:: What is being asked ::
Put the rows into a JSON list of strings, one string per line with blank lines dropped, starting at the line that contains "of the flag" and running through the end of the rows. Leave the pictures out.

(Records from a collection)
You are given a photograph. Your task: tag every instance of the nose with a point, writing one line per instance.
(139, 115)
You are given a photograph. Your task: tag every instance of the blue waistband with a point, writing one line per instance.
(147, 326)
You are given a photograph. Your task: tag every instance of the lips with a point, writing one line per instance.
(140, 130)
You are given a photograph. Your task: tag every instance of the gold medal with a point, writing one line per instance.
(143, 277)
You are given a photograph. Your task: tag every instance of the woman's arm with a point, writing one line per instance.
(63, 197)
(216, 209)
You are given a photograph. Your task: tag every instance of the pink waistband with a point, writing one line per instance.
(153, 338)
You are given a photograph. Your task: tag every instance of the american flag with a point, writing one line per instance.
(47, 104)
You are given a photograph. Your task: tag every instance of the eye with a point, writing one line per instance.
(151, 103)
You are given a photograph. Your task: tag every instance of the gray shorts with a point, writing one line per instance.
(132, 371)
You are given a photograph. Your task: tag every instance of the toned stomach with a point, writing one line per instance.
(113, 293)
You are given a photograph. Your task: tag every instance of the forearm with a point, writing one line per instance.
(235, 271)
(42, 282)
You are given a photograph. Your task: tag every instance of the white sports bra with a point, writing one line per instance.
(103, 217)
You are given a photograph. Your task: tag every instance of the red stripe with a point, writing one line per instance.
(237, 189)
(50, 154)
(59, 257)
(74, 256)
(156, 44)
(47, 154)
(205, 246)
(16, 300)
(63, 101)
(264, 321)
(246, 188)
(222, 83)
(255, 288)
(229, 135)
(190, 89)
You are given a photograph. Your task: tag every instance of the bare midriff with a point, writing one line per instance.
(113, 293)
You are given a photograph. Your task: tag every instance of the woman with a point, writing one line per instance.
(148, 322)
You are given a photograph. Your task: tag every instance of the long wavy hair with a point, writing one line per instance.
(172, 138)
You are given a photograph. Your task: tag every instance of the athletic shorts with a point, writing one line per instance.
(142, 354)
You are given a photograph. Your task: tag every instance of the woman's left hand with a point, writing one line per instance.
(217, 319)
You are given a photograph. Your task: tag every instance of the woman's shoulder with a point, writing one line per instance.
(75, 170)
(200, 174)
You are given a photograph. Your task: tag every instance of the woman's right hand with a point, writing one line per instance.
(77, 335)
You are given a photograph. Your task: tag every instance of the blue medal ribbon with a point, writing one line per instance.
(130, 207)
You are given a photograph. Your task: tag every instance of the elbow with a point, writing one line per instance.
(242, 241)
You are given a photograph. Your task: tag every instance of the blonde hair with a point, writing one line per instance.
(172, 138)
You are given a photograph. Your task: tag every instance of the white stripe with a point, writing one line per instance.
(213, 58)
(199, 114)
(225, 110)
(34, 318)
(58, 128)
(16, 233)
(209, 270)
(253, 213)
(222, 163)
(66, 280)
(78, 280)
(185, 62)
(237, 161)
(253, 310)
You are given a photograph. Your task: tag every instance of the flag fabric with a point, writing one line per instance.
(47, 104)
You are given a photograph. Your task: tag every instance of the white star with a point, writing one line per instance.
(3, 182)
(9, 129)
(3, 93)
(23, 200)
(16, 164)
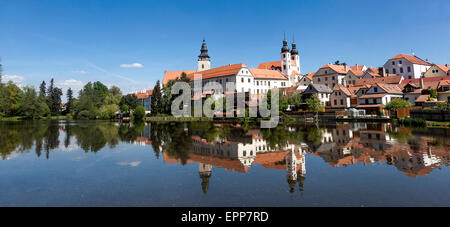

:: Solution ::
[
  "You are given a photograph. Your task: tag every instance of the flag fabric with a point, writing one line per instance.",
  "(47, 104)",
  "You are given a photograph. Your task: tag every instance of the white star with a point, writing one line per instance.",
  "(3, 182)",
  "(9, 129)",
  "(3, 93)",
  "(23, 200)",
  "(16, 164)"
]